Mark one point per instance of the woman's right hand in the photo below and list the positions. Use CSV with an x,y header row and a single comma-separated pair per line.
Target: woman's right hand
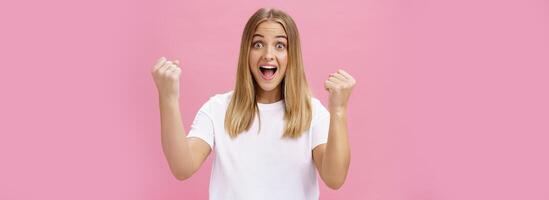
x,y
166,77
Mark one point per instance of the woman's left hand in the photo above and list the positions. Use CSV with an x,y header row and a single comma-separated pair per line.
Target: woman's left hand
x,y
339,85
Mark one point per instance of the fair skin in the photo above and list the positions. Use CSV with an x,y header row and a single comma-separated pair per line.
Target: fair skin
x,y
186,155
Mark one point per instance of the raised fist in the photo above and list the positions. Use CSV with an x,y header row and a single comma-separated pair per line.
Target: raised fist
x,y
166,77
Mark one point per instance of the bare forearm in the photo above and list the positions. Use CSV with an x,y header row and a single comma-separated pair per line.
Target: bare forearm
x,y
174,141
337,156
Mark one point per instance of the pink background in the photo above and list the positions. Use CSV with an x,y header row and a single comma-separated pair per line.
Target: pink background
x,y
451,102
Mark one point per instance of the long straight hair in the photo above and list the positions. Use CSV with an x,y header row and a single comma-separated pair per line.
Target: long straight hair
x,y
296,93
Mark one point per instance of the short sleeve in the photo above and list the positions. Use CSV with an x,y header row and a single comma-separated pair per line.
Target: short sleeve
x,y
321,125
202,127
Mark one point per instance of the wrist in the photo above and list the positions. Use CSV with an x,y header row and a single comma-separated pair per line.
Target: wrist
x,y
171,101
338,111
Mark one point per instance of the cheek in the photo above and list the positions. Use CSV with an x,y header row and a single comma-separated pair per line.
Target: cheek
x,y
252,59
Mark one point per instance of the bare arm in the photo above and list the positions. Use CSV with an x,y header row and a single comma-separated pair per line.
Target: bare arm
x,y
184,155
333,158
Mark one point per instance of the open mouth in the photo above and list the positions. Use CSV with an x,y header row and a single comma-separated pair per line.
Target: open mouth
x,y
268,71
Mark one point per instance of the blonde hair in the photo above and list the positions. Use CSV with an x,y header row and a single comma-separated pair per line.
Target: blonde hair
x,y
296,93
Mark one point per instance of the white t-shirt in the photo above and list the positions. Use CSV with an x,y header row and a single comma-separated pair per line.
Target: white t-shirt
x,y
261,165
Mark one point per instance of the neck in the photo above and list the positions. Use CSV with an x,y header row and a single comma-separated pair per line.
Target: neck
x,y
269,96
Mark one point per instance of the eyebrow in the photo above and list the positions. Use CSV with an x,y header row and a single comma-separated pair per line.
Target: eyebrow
○ ○ ○ ○ ○ ○ ○
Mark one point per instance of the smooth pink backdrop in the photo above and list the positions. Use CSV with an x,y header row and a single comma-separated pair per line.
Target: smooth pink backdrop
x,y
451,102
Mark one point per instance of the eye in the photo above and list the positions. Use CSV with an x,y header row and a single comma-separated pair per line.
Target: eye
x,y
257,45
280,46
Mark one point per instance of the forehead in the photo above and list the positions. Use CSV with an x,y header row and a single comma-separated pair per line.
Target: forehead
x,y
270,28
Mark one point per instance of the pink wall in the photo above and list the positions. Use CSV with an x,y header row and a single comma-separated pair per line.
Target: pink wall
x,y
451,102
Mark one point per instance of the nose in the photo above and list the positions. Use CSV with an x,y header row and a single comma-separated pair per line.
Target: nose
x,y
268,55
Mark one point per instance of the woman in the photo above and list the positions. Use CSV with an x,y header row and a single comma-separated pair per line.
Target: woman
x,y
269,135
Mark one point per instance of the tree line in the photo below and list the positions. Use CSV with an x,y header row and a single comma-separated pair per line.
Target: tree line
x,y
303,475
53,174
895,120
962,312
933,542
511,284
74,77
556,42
○ ○ ○ ○ ○ ○ ○
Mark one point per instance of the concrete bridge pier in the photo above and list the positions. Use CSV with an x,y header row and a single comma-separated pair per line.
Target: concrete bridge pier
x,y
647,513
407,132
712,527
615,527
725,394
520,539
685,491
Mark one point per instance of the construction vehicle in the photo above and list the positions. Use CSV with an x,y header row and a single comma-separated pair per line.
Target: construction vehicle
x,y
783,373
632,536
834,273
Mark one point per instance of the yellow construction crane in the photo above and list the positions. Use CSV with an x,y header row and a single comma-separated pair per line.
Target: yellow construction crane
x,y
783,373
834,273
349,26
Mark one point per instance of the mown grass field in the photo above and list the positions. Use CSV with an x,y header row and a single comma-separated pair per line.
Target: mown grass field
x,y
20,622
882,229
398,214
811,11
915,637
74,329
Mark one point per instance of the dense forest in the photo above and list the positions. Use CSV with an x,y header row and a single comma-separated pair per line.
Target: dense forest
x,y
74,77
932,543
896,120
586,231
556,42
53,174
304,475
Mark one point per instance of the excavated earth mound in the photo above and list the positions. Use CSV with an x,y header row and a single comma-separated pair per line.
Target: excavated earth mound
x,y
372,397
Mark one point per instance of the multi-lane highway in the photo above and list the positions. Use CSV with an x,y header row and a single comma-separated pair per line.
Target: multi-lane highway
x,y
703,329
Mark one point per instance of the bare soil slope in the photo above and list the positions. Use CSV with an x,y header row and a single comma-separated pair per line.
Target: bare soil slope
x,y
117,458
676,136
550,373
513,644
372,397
○ ○ ○ ○ ○ ○ ○
Throughout the records above, find the lines in which the word "eyebrow" appears and return them.

Mark one point per instance of the eyebrow in the photo above and list the positions. Use CSV with an x,y header row and a single comma-separated pair per line.
Target: eyebrow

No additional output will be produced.